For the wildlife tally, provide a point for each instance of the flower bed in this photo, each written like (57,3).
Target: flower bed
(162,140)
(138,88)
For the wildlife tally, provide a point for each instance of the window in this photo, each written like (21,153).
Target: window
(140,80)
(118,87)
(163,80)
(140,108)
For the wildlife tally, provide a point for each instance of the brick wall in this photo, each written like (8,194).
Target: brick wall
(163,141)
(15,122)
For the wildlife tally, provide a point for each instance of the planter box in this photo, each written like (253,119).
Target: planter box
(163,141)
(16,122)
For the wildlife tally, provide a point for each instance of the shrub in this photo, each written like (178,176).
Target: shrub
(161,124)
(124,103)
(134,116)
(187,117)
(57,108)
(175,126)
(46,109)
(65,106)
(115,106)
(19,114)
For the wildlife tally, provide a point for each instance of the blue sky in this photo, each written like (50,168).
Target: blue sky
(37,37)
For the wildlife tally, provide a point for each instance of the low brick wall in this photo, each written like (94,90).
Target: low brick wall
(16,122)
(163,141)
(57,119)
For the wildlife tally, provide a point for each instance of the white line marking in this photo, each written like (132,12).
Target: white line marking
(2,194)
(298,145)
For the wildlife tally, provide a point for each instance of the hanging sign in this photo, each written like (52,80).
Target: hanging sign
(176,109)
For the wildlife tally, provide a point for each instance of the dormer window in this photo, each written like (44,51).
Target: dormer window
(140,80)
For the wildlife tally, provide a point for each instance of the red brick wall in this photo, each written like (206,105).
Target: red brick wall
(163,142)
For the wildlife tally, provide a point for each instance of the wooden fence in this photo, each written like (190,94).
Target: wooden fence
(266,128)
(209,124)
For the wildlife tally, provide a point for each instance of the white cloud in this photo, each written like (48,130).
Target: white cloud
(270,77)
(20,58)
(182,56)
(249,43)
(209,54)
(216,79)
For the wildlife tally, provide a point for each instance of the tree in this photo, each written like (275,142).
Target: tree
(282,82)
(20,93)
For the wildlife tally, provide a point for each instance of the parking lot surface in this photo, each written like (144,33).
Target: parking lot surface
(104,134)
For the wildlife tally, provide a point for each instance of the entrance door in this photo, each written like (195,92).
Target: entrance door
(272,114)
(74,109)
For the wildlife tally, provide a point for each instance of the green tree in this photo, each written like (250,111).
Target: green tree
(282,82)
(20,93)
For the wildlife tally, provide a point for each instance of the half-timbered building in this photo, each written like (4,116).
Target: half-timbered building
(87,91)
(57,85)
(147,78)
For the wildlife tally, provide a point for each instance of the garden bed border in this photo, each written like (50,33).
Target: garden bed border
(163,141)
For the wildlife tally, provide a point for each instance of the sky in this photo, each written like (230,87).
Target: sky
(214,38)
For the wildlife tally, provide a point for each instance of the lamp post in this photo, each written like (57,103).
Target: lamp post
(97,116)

#####

__Set exercise__
Could you revise every row above so that each "wildlife tally" reads "site survey", with nothing else altered?

__Reply__
For the site survey, provide a point for each instance of the flower bed in this photo, each written like (57,3).
Target: flower bed
(162,140)
(138,88)
For the site survey, provide a point for each instance of the window in this photo, each written like (21,153).
Target: window
(140,80)
(118,87)
(163,80)
(140,108)
For the site survey, provide a point for each instance of the brick wall in this photo, each written like (8,194).
Target: brick wall
(163,141)
(15,122)
For the site survey, provide a point for each instance of the planter box in this photo, each written like (253,119).
Target: planter box
(163,141)
(16,122)
For the site survey, provide a point for each instance of the shrub in this photo, each written like (178,176).
Target: shrub
(161,124)
(124,103)
(134,116)
(187,117)
(57,108)
(175,126)
(46,109)
(65,106)
(115,106)
(19,114)
For the site survey, provide a point for each instance of the blue sky in this photo, each written like (50,168).
Target: blue sky
(37,37)
For the site survey, provide a point for each instance of the low brick wall in this photo, each written like (94,90).
Target: low brick wall
(16,122)
(163,141)
(57,119)
For the site survey, provide a point for each instance of the white line marking in this photo, each written like (132,12).
Target: white line marking
(2,194)
(298,145)
For the site survey, provide a point for each instance of the hanging sign in this photo, each written like (52,80).
Target: hanging sign
(176,109)
For the site survey, provide a point for each instance of the dormer window in this photo, each written like (44,51).
Target: dormer window
(140,80)
For the site survey, provide a point for each instance of the red brick wall in this photo, each written like (206,105).
Target: red brick wall
(163,142)
For the site survey, provide a point for each instance of the wooden fence in this photo, each written like (190,94).
Target: wooden fence
(266,128)
(209,124)
For the site survey, provide a point for each instance of the white cloud in this photo, each written like (48,130).
Target: white cloud
(270,77)
(20,58)
(182,56)
(249,43)
(209,54)
(216,79)
For the site survey, provide a point for each instance of the tree in this photo, each written like (275,142).
Target: tree
(282,82)
(20,93)
For the site survey, provide a point for each instance of the parking lot surface in this photo, each written like (144,33).
Target: parking lot surface
(104,134)
For the site survey, provide a point for each instance of the entrance door in this photo, each written like (195,92).
Target: entrance door
(272,114)
(74,109)
For the site survey, provide a point for each instance of the green tree in this photo, each written like (250,111).
Target: green tree
(282,82)
(20,93)
For the site survey, provide a point for each instance of the half-timbered building in this photo, each written like (4,116).
Target: half-timbered building
(87,91)
(57,85)
(147,78)
For the site survey, provide a point for each instance of the garden bed border in this photo, each written like (50,33).
Target: garden bed border
(163,141)
For the site survey, provide a point for each instance of the sky in this photo, each written like (230,87).
Target: sky
(214,38)
For the site survey, provide a point for each instance of the lamp post in this photo, each written like (57,103).
Target: lamp post
(97,116)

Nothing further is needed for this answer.